**MATERIAL FOR THIS EXERCISE**.
***

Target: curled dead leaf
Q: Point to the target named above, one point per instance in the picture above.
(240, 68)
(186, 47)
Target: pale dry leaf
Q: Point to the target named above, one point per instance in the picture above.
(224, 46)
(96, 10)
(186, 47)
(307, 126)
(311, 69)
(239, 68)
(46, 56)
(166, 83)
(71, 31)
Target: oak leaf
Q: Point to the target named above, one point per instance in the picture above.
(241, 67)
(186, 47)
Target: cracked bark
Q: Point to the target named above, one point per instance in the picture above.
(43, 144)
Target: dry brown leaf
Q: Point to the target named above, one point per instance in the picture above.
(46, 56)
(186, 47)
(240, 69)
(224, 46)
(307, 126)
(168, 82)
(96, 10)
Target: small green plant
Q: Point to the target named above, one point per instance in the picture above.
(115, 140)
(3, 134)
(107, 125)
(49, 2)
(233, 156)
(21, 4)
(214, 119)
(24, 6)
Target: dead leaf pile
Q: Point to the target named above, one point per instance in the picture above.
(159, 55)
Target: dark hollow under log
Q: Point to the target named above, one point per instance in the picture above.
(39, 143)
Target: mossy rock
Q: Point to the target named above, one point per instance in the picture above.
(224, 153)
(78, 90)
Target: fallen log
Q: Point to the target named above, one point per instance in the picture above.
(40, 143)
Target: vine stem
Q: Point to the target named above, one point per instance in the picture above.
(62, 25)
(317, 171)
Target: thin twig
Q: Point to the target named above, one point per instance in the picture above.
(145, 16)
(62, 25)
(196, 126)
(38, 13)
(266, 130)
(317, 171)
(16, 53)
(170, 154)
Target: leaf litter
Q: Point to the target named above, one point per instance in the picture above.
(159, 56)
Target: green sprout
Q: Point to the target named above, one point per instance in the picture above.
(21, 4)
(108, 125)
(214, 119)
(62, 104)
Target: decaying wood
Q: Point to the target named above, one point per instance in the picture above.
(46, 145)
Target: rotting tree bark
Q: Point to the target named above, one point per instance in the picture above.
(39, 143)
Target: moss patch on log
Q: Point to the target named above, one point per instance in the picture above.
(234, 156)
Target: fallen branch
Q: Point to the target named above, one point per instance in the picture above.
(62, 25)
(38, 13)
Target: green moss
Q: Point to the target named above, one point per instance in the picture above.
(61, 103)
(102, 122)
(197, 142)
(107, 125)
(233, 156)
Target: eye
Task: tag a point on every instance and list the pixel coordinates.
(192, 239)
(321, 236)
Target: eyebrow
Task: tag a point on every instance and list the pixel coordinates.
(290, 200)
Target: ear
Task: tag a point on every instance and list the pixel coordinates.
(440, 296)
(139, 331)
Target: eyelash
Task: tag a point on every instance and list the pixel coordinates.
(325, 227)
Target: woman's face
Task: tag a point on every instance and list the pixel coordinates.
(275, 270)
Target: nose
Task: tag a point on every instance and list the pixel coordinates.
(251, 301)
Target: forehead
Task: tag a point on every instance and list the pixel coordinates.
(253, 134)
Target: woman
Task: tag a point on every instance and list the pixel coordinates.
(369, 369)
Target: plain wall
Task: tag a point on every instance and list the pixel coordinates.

***

**WORK REQUEST**. Using the data above, say how many lines include "leaf". No other reply is needed.

**RESPONSE**. 6